Update the lines between the one holding "Objective: detect ceiling air" and the one holding "(260, 281), (304, 297)", inclusive, by replacing "patio chair" with "dining chair". Leave everything else unchanged.

= = =

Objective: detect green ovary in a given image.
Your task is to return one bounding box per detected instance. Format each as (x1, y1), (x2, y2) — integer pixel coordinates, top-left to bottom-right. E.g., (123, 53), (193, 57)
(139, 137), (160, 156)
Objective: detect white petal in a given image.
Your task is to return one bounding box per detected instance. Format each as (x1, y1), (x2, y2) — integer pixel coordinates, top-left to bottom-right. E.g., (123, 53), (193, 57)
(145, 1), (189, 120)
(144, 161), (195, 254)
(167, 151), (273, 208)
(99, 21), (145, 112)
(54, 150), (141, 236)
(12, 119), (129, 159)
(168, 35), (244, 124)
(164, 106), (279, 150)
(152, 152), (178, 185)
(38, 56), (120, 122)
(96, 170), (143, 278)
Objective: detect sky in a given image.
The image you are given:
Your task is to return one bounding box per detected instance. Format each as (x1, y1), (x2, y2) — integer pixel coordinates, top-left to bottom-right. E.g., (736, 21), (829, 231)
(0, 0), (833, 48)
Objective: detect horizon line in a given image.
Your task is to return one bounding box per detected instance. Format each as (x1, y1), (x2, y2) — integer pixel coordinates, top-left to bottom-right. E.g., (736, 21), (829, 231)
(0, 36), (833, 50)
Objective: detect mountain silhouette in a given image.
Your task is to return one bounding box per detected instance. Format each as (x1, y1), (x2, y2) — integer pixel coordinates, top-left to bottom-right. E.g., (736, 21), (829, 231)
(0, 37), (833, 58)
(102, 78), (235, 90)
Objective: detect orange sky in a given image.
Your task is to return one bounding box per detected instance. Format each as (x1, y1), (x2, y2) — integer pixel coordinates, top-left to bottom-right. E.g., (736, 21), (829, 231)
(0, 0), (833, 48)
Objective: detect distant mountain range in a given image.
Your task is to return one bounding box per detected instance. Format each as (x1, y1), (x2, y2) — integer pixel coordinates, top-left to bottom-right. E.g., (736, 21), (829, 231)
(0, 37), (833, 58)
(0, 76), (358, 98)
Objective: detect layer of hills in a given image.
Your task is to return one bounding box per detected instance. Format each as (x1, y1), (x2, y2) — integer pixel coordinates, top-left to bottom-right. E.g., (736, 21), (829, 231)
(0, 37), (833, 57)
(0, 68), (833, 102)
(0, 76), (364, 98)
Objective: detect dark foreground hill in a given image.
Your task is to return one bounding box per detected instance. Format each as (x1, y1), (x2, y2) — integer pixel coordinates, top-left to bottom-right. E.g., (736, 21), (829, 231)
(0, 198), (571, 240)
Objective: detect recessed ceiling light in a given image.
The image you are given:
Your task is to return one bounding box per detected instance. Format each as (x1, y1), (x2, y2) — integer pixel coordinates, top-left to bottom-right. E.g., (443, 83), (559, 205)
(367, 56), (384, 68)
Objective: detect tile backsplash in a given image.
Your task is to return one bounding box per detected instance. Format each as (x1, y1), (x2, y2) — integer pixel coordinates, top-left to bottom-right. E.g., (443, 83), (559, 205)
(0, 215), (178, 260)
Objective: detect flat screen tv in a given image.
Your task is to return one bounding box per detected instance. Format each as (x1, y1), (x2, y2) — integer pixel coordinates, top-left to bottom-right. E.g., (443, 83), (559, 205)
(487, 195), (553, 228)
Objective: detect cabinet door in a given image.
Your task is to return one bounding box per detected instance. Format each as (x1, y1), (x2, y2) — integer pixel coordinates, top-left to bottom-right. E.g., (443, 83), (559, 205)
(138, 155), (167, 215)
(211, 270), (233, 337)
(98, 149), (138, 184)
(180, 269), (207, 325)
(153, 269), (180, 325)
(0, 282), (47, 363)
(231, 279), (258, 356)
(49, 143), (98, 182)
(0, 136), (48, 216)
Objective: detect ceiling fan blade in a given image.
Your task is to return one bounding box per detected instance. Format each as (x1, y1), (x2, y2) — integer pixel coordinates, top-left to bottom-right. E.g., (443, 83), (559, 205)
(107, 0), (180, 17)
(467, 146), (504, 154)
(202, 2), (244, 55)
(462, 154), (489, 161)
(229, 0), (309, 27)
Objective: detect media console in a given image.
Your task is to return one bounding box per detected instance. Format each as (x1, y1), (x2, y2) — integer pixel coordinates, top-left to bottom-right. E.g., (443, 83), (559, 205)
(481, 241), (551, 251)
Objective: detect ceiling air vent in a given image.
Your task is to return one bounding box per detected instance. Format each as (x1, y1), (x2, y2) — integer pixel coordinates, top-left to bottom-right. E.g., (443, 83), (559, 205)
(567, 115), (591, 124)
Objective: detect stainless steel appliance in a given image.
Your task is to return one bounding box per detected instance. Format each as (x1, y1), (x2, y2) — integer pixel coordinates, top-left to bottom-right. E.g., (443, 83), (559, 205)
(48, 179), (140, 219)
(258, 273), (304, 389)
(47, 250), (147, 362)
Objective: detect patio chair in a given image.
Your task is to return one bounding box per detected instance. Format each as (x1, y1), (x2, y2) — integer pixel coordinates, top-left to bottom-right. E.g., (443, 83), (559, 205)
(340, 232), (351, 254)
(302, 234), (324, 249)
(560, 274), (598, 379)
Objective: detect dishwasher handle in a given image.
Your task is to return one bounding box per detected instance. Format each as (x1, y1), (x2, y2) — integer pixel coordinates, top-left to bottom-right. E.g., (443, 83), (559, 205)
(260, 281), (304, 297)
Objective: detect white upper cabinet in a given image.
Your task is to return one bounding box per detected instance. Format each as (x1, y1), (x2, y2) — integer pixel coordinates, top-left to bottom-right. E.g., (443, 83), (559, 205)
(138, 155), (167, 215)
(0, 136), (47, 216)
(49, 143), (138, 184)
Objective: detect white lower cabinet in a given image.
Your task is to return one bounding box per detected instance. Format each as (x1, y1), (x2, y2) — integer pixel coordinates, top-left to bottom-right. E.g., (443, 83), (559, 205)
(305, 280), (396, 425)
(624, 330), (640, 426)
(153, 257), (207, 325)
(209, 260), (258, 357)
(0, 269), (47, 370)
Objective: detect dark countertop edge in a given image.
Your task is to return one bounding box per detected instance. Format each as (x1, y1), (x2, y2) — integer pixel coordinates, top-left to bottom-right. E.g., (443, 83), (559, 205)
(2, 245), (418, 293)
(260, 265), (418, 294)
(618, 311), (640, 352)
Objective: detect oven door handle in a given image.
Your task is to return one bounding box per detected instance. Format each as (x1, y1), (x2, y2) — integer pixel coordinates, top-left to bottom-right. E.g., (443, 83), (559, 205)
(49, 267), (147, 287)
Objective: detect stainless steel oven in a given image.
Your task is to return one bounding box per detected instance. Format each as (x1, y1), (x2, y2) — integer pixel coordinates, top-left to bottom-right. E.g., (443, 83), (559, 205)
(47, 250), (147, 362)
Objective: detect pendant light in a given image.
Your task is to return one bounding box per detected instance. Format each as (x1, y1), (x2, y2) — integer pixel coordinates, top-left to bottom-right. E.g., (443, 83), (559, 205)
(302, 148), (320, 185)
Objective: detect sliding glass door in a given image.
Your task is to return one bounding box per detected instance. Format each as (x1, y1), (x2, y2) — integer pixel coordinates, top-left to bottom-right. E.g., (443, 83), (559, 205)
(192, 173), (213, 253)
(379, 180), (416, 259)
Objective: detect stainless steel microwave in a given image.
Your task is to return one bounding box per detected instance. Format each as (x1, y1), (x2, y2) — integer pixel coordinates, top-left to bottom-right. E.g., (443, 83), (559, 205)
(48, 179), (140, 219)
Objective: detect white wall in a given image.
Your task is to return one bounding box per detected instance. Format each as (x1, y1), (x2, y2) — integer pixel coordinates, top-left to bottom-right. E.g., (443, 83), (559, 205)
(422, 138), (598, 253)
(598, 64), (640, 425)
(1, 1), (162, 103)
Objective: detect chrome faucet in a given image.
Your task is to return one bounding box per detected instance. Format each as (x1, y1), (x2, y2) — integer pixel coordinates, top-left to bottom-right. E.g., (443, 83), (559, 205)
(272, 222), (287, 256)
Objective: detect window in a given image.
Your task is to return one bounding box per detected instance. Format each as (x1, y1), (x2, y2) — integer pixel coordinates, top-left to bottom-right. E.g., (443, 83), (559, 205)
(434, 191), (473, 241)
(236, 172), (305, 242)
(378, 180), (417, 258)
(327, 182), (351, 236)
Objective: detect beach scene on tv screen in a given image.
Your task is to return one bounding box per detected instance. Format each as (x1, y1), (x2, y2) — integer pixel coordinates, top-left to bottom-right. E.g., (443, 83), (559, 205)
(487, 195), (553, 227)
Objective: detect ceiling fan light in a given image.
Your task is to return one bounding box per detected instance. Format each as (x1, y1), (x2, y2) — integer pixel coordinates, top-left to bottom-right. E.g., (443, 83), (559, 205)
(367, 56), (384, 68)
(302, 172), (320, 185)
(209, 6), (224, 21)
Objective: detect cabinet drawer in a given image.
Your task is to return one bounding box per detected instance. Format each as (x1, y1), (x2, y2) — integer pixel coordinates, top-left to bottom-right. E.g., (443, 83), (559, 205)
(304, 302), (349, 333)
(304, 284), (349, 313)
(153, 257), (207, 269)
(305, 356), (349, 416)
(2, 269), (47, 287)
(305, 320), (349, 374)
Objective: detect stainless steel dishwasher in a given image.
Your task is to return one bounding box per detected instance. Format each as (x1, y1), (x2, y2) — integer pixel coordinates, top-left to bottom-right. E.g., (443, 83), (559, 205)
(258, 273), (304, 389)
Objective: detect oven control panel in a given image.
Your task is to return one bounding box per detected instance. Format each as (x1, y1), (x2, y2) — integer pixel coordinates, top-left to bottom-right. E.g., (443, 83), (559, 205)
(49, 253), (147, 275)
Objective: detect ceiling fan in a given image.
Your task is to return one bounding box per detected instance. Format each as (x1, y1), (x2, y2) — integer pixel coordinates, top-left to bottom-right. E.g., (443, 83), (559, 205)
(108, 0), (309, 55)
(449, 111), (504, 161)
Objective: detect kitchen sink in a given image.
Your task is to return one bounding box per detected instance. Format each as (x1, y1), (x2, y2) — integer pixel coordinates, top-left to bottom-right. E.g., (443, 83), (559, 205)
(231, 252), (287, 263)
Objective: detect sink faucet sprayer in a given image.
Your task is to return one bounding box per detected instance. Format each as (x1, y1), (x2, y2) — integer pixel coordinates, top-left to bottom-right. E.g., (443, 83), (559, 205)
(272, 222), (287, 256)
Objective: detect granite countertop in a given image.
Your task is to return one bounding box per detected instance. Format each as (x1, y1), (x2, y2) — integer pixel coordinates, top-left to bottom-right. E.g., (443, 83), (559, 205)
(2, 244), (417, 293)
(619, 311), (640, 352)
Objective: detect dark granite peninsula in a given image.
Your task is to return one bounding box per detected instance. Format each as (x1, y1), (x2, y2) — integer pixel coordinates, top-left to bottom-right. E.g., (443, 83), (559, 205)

= = =

» Exercise answer
Objective: detect ceiling air vent in a given image.
Your task is to return one bounding box per detected instance. Format each as (x1, y1), (x2, y2) — integer pixel coordinates, top-left to bottom-right. E.g., (443, 83), (559, 205)
(567, 115), (591, 124)
Objective: detect stainless steel appliance in a given image.
Your task is to return one bounding box per detected instance. Format each as (x1, y1), (x2, y2) — integer pixel coordinates, top-left to bottom-right. E.g., (443, 83), (559, 205)
(48, 179), (140, 219)
(258, 273), (304, 389)
(47, 250), (147, 362)
Objective: detect dining chair in a given image.
Your task is to return one bounding box per detected instance. Format each as (x1, y1), (x2, y2) — integer pixel coordinates, top-left to bottom-right. E.g., (443, 83), (559, 205)
(340, 232), (351, 254)
(302, 234), (324, 249)
(560, 274), (598, 379)
Objective: detect dishwasher handle in a given image.
Your task is to return one bounding box per detected instance. Format each as (x1, y1), (x2, y2) — integer pixel coordinates, top-left to bottom-right. E.g., (443, 83), (559, 205)
(260, 281), (304, 297)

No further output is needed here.